Saved data entries:
---

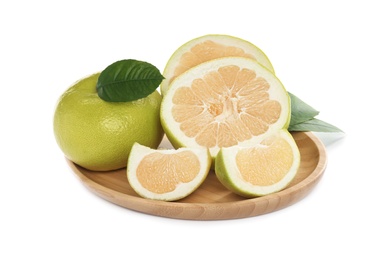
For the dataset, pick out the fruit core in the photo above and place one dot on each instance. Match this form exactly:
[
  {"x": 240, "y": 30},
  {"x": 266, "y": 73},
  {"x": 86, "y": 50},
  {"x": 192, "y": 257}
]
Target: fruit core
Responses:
[{"x": 225, "y": 107}]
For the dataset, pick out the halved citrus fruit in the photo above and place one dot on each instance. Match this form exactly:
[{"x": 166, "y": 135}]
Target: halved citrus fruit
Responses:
[
  {"x": 209, "y": 47},
  {"x": 260, "y": 169},
  {"x": 224, "y": 102},
  {"x": 167, "y": 174}
]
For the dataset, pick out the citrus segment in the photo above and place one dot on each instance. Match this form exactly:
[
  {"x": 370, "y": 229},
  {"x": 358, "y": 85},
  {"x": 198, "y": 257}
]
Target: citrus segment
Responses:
[
  {"x": 224, "y": 102},
  {"x": 206, "y": 48},
  {"x": 167, "y": 174},
  {"x": 260, "y": 169}
]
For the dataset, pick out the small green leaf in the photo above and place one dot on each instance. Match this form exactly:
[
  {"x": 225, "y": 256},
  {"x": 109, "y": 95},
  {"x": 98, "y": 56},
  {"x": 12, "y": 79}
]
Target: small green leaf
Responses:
[
  {"x": 128, "y": 80},
  {"x": 314, "y": 125},
  {"x": 300, "y": 111}
]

---

EXERCISE GOAL: Above are the entries. Copy exactly the part that opens with the line containing "Target: fruit core" and closes with the line containing "Target: small green leaf", and no more.

TASK RESULT:
Target: fruit core
Responses:
[{"x": 225, "y": 107}]
For the dataset, pick out the halved citrus fruit in the photo above and place one dot on each instance. Match this form exactly:
[{"x": 166, "y": 135}]
Target: halved citrus fruit
Responses:
[
  {"x": 209, "y": 47},
  {"x": 260, "y": 169},
  {"x": 224, "y": 102},
  {"x": 167, "y": 174}
]
For the dataset, pick out the citrus segment in the photo above and place one dot on each instance. Match this form exactly:
[
  {"x": 370, "y": 229},
  {"x": 358, "y": 85},
  {"x": 198, "y": 257}
]
Target: citrus segment
Responses:
[
  {"x": 224, "y": 102},
  {"x": 206, "y": 48},
  {"x": 167, "y": 174},
  {"x": 260, "y": 169}
]
For the dataset, pick out the small green leaf in the photo above and place one dot on each instance. Match this form exactly:
[
  {"x": 225, "y": 256},
  {"x": 109, "y": 95},
  {"x": 98, "y": 56},
  {"x": 12, "y": 79}
]
Target: small green leaf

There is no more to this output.